• _Provided material_:
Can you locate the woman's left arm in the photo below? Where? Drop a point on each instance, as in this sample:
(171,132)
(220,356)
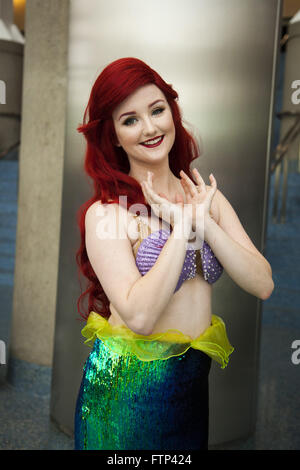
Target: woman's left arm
(230,243)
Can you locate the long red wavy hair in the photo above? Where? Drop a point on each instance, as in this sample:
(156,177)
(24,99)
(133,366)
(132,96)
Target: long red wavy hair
(108,165)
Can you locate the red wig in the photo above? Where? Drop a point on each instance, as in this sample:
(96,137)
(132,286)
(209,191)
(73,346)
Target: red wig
(108,165)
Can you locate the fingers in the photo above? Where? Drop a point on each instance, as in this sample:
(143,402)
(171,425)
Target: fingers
(213,182)
(188,183)
(198,178)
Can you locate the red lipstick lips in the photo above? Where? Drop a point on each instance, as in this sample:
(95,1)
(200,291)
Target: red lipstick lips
(145,144)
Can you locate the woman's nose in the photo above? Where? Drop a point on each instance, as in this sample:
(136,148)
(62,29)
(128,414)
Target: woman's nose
(149,127)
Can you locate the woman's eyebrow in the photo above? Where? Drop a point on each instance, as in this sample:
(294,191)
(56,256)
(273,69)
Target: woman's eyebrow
(134,112)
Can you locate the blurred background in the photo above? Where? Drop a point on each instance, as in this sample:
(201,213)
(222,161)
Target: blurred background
(38,114)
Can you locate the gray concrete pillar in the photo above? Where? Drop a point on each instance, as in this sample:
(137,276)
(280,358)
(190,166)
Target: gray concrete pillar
(40,180)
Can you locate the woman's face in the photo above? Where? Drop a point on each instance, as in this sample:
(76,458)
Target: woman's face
(147,117)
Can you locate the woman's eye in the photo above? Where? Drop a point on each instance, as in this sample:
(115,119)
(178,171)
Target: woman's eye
(160,110)
(128,121)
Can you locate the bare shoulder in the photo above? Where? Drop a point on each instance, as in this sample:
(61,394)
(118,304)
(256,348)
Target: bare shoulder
(111,217)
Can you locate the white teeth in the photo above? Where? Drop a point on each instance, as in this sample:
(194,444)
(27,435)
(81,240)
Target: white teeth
(154,141)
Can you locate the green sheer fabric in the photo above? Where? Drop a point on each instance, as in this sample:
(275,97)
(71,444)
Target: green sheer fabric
(121,340)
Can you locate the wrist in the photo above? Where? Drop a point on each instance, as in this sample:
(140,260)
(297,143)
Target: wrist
(182,228)
(208,226)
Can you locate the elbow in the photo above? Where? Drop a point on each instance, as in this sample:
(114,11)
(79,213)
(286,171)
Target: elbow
(140,325)
(266,294)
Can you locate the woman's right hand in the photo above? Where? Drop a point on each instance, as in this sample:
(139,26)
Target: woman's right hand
(172,213)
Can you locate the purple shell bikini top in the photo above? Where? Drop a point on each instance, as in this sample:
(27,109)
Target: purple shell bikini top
(201,261)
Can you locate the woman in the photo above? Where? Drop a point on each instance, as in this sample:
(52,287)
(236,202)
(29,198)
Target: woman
(145,382)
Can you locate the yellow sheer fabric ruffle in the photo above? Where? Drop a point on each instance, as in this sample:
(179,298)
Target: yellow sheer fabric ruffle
(121,340)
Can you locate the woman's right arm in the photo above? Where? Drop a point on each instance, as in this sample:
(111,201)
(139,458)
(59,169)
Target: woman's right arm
(139,300)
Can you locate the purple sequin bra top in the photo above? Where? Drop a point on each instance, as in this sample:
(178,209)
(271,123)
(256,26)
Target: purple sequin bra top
(149,246)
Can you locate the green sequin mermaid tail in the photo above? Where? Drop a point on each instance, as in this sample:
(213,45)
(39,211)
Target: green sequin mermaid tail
(129,403)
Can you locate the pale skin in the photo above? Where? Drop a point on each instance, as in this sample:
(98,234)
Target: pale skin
(147,304)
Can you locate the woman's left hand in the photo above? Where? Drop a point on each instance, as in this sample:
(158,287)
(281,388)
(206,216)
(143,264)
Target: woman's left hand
(197,194)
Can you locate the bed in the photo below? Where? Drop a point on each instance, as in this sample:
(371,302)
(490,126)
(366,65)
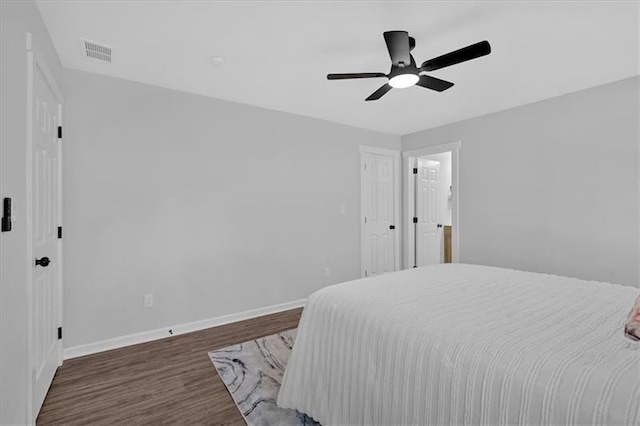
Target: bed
(464,344)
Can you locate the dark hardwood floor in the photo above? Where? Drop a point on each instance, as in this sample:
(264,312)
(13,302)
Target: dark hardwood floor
(169,381)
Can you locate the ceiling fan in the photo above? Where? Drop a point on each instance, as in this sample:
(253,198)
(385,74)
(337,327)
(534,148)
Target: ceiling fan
(404,72)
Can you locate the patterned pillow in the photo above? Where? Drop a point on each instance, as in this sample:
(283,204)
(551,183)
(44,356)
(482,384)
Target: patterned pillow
(632,327)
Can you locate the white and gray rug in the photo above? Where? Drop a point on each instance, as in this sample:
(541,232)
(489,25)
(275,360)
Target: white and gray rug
(252,372)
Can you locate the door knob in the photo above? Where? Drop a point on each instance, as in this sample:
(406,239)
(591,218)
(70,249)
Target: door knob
(44,262)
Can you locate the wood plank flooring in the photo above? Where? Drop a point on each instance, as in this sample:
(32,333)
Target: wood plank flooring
(169,381)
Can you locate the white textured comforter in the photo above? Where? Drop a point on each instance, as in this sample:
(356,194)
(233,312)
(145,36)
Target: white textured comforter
(464,344)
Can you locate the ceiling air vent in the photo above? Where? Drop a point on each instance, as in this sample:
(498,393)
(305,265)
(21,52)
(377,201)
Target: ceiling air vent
(96,50)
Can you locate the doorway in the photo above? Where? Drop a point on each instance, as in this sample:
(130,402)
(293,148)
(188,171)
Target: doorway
(44,207)
(431,202)
(380,211)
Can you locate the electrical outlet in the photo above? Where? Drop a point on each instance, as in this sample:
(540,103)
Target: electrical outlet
(148,300)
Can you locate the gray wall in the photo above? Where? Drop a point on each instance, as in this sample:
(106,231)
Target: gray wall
(212,206)
(17,18)
(551,186)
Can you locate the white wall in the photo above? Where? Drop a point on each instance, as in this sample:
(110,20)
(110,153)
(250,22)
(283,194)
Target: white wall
(212,206)
(17,18)
(551,186)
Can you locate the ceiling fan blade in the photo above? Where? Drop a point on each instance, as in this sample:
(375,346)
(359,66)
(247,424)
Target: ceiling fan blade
(461,55)
(399,46)
(434,83)
(379,93)
(345,76)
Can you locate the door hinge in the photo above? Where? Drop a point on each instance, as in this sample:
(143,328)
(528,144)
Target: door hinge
(6,215)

• _Goal of the exercise_:
An exact copy of every record above is required, with all pictures omitted.

• _Answer section_:
Can you locate the woman's left arm in the photo below? Where? Drop a point on each instance, as in this sample:
(171,132)
(220,356)
Target: woman's left arm
(230,243)
Can you locate the long red wavy hair in the photo above? Where? Drop a point on each instance, as in this sample:
(156,177)
(24,99)
(133,366)
(132,96)
Target: long red wavy hair
(108,165)
Can you locate the red wig in the photo above? Where? Drop a point on each instance, as in this sample:
(96,137)
(132,286)
(209,191)
(73,346)
Target: red wig
(108,165)
Can you locate the fingers in the photo above? Where? Drop a point on each instance, as in this sample:
(143,402)
(171,425)
Target: fingers
(213,182)
(188,183)
(198,178)
Can you locate the red lipstick lips in the photo above? Where? Drop a point on each instance, as in this sample:
(95,1)
(200,291)
Target: red lipstick lips
(145,144)
Can you locate the woman's nose in the photo above? Where? Drop a point on each instance, as in this sample:
(136,148)
(62,29)
(128,414)
Target: woman's nose
(149,127)
Can you locate the woman's eyebrow in the photo above? Where? Drop a point on each instance, as in this sample:
(294,191)
(56,256)
(273,69)
Target: woman's eyebrow
(134,112)
Can you locate the blurred background in the photo above? Where? Drop a point on each instance, as in this sample:
(201,213)
(222,161)
Target: blurred background
(38,114)
Can you locate the gray concrete pillar in the photo above? Where? Drop a point on each instance, as in this sample:
(137,276)
(280,358)
(190,166)
Target: gray concrete pillar
(40,180)
Can you locate the woman's face in the photo above? Where? Drop a point on each instance, as in this sample:
(76,458)
Target: woman's face
(147,117)
Can you locate the woman's eye in the photo above? Where? Drop a point on each instance, as in this sample:
(115,119)
(178,171)
Target: woman's eye
(160,110)
(128,121)
Can you locate the bare shoulder in the photo above? Where? Drop a point on each instance, as in this sample:
(61,394)
(118,304)
(256,348)
Target: bare shoulder
(111,217)
Can you locate the white teeth in the photo above? Where? Drop a point on each instance, as in this sample:
(194,444)
(27,435)
(81,240)
Target: white teeth
(154,141)
Can you locate the green sheer fabric in the photo above? Where? Drop a point on each instance, as in this sample:
(275,97)
(71,444)
Target: green sheer fabric
(121,340)
Can you locate the wrist in the photo above? Where? Drop a point on each instance, as in this sample:
(140,260)
(297,143)
Target: wrist
(182,228)
(208,226)
Can you locate the elbow in the photo above? Where? Drop a point on each instance, as in this sample:
(114,11)
(79,213)
(286,171)
Target: elbow
(140,325)
(266,294)
Can you locate the woman's right hand in the photo above? Where? Drop a point on each instance, as in this sample:
(139,26)
Target: woman's right hand
(172,213)
Can you locate the purple shell bikini top in the photo above? Where? Drop a point on each instance, as in this sample:
(27,109)
Target: purple shell bikini top
(201,261)
Can you locate the woman in the photo above? Where? Drop a point on each instance, as in this sample:
(52,287)
(236,202)
(29,198)
Target: woman
(145,382)
Can you locate the yellow sheer fabric ruffle in the photo above? Where? Drop a point on each instance, as in this sample:
(179,298)
Target: yellow sheer fabric ruffle
(121,340)
Can you locate the woman's right arm in the photo above? Where? Drop a point on each instance, as in this sample:
(111,201)
(139,458)
(59,169)
Target: woman's right arm
(139,300)
Can you locate the purple sequin bra top in the photo above? Where? Drop a point on each instance, as in this sample:
(178,209)
(271,123)
(256,26)
Target: purple sequin bra top
(149,246)
Can you locate the green sequin mermaid tail in the photo above? Where? Drop a point on each instance, as in this sample:
(213,45)
(39,211)
Target: green sequin mermaid tail
(129,403)
Can you locate the pale skin in the photo above? Where? Drop a point on each instance, as in this sample:
(98,234)
Target: pale skin
(147,304)
Can you locate the woman's left hand in the photo above? Where? Drop a point on each instance, as in this sample:
(158,287)
(281,388)
(206,216)
(143,264)
Target: woman's left hand
(197,194)
Can you locate the bed in the photo below? Where? Drop a point on each instance, as in this sample:
(371,302)
(490,126)
(366,65)
Target: bed
(464,344)
Can you locate the dark hardwood floor in the photo above? Where? Drop a point on each instance, as in this sample:
(264,312)
(13,302)
Target: dark hardwood floor
(169,381)
Can you locate the ceiling fan in the photo above? Where? Drop a point on each instance, as in this sample:
(253,198)
(385,74)
(337,327)
(534,148)
Target: ceiling fan
(404,72)
Can you locate the patterned pillow in the photo above? Where? Drop a point on each instance, as in this sample:
(283,204)
(551,183)
(44,356)
(482,384)
Target: patterned pillow
(632,327)
Can you locate the white and gray rug in the photo above? Where? Drop a point on each instance, as in this sample:
(541,232)
(489,25)
(275,360)
Target: white and gray rug
(252,372)
Can you locate the door knob in the photo above? Where? Drop a point on each instance, as in this sample:
(406,239)
(591,218)
(70,249)
Target: door knob
(44,262)
Can you locate the wood plank flooring in the photo above? Where? Drop a point on each instance, as in this sample:
(32,333)
Target: wood plank flooring
(169,381)
Can you locate the white textured comforter in the photo above? Where? Drop a point on each instance, as in this sample:
(356,194)
(233,312)
(145,36)
Target: white textured comforter
(464,344)
Can you locate the ceiling air vent in the photo above? Where? Drop a point on each instance, as in this sample:
(498,393)
(305,265)
(21,52)
(377,201)
Target: ceiling air vent
(96,50)
Can you locate the doorway in the photo above? Where? Drop a point on each instance, as in this sample:
(130,402)
(293,148)
(188,171)
Target: doorway
(44,207)
(431,202)
(380,211)
Can you locate the electrical outlet in the photo above? Where? Drop a point on each instance, as in this sample:
(540,103)
Target: electrical outlet
(148,300)
Can you locate the gray wall in the photo above? Where? Drop a point on each instance, as in this sample:
(106,231)
Target: gray wall
(212,206)
(17,18)
(551,186)
Can you locate the white wall in the photo above? Where? Drop a point on each instance, as in this sample:
(110,20)
(110,153)
(250,22)
(283,194)
Target: white wall
(212,206)
(17,18)
(551,186)
Can you locate the ceiling fan blade in the photo above? Where? Drop a point on each instance, as in this sample:
(375,346)
(359,66)
(247,424)
Target: ceiling fan blade
(461,55)
(399,46)
(434,83)
(379,93)
(345,76)
Can you locate the door hinge in the photo above? Where? Drop a point on each instance, as in this sample:
(143,328)
(528,144)
Target: door hinge
(6,215)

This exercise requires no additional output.